§ PAGE:
[START]

Tyre production machine conveyor

The multi-level BOM flow optimization problem

A BOM (Bill of Materials) represents the assemblies, components and parts, and the quantity of each, needed to manufacture an end-product. A multi-level BOM is a recursive hierarchical perspective of the original BOM, where certain parts are further decomposed with BOMs of their own. From a formal viewpoint, a multi-level BOM is a weighted directed acyclic graph1 where vertices are SKUs, where edges indicate inclusion (i.e. is part of), and where weights represent the quantity required for the assembly - either the end product(s), or the intermediate product(s).

The problem addressed by DDMRP is the flow optimization within a multi-level BOM and consists of determining, at any point of time, (a) whether more raw materials should be sourced and how much, (b) whether more units of any SKU should be produced and how many.

Intuitively, this problem is difficult because there is no direct correlation between the quality of service of any intermediate SKU - usually measured through service levels - and the quality of service of the end product. Adding more stock to a given SKU only improves the end product’s quality of service if this SKU was, somehow, a bottleneck in the manufacturing flow.

In practice, the resolution of this flow optimization problem requires a series of further inputs, most commonly:

  • Order history from clients
  • Supplier lead times
  • Stock levels, on hand, in transit or on order
  • Manufacturing lead times and/or production throughputs
  • etc.

Then, real-world supply chains tend to exhibit further complications such as batch sizes (any kind of desirable multipliers imposed by either the supplier or the manufacturing process itself), shelf-lifes (not just for perishable goods, but also chemicals and sensitive pieces of equipment), imperfect substitutes (e.g. when a more expensive part can be used as a replacement if the less expensive one is unavailable). Those complications require further data to be reflected by the model.

Limits of the classic MRP

The inception of DDMRP was motivated by the limitations associated with what could be referred to as the classic MRP perspective (simply referred to as the MRP perspective in the following), which was primarily developed in the 80’s. The MRP perspective is geared around the analysis of lead times and identifies the longest path (time-wise) in the BOM graph as the bottleneck associated with the manufacturing process of the the end product.

In order to identify this bottleneck, the MRP offers two distinct numerical methods to assign a static lead time to every edge of the BOM graph, either:

  • manufacturing lead times which is maximally optimistic and assumes that the inventory is always available everywhere (i.e. for every SKU), hence that lead times only depend on the throughput of the manufacturing processes.
  • cumulative lead times which is maximally pessimistic and assumes that the inventory is always unavailable, and thus that lead times only depend on the time to produce the first unit starting from the blank state, i.e. zero raw materials and zero intermediate products.

These two methods have a single key advantage in common: they are relatively straightforward to implement within the relational database, which was the architectural core of nearly all the MRPs engineered from the 80’s to the 2010’s.

However, these two methods are also overly simplistic and usually deliver nonsensical lead times. The authors of DDMRP point out that computing purchase or production orders based on deeply flawed lead time estimates end up generating a mix of overstocks and stockouts, depending on whether the lead times turn out to be grossly over or underestimated.

[END]

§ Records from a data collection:

[START]

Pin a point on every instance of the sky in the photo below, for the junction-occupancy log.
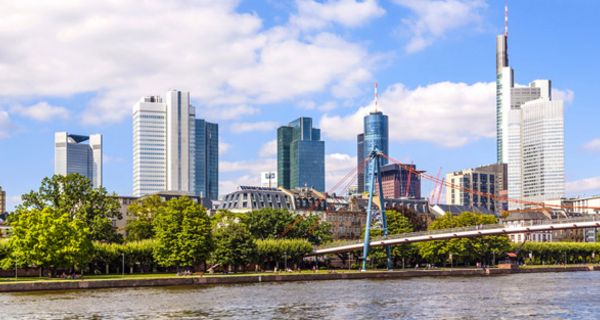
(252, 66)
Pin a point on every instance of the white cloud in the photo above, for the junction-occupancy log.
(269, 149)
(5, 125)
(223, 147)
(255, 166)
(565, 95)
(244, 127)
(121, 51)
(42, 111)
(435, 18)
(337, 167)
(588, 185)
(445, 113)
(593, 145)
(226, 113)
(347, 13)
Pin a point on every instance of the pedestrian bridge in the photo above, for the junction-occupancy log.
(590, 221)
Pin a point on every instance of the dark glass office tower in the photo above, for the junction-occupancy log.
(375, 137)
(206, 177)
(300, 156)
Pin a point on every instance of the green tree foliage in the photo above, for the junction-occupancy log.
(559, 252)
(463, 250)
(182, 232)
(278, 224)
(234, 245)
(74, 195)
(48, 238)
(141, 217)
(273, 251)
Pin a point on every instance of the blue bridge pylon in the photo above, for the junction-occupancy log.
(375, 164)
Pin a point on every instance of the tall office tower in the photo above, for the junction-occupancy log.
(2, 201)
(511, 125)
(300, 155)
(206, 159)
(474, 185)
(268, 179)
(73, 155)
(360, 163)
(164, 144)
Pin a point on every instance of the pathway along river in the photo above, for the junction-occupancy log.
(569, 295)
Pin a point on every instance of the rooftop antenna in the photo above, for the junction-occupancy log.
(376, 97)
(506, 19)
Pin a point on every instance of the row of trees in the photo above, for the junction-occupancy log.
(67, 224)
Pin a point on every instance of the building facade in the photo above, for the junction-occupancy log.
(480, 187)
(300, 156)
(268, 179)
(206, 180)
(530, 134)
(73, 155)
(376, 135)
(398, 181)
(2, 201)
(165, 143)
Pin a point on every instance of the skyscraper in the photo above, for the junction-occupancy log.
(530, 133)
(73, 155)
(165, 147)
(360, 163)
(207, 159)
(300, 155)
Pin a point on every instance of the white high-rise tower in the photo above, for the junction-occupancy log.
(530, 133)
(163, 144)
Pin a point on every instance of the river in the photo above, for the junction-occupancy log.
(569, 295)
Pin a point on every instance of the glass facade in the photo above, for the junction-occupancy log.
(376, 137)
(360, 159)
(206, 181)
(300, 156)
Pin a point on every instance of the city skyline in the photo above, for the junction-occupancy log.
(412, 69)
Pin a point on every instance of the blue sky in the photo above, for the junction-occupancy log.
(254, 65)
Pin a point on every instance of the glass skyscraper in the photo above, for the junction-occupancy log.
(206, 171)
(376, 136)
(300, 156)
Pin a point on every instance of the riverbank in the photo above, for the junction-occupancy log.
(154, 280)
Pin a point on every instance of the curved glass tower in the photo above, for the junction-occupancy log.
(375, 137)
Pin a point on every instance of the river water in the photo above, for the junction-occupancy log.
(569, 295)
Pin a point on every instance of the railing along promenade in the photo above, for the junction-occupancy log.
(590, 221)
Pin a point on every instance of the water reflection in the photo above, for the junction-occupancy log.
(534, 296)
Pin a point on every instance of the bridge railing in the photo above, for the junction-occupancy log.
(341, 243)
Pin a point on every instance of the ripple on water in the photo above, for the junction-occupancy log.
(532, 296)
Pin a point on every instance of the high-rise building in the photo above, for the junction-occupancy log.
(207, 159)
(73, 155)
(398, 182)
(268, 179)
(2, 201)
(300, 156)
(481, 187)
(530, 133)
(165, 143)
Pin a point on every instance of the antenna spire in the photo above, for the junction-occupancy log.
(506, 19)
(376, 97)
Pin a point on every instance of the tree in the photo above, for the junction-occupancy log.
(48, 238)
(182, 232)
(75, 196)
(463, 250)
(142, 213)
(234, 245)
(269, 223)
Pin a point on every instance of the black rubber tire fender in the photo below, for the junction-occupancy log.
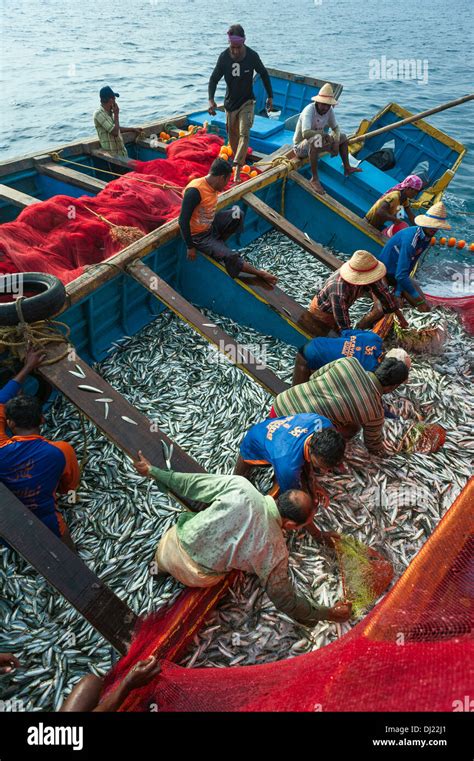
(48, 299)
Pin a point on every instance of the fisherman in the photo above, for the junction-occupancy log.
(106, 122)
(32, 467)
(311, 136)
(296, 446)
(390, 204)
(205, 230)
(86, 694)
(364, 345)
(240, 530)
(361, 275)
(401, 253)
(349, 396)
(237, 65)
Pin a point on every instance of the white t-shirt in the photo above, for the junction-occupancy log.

[END]

§ TASK INSTRUCTIONS:
**A)** In the BOM passage, reproduce word for word the part that opens with the words containing "Tyre production machine" and closes with "the intermediate product(s).".
**B)** Report every line of the records that contains the string "bridge". Case counts.
The BOM passage and these records have no connection to each other.

§ TASK-BY-TASK RESULTS:
**A)**
Tyre production machine conveyor

The multi-level BOM flow optimization problem

A BOM (Bill of Materials) represents the assemblies, components and parts, and the quantity of each, needed to manufacture an end-product. A multi-level BOM is a recursive hierarchical perspective of the original BOM, where certain parts are further decomposed with BOMs of their own. From a formal viewpoint, a multi-level BOM is a weighted directed acyclic graph1 where vertices are SKUs, where edges indicate inclusion (i.e. is part of), and where weights represent the quantity required for the assembly - either the end product(s), or the intermediate product(s).

**B)**
Pin a point on every instance of the pedestrian bridge in the photo above, for the junction-occupancy log.
Pin a point on every instance of the blue bridge pylon in the photo above, for the junction-occupancy log.
Pin a point on every instance of the bridge railing in the photo above, for the junction-occupancy log.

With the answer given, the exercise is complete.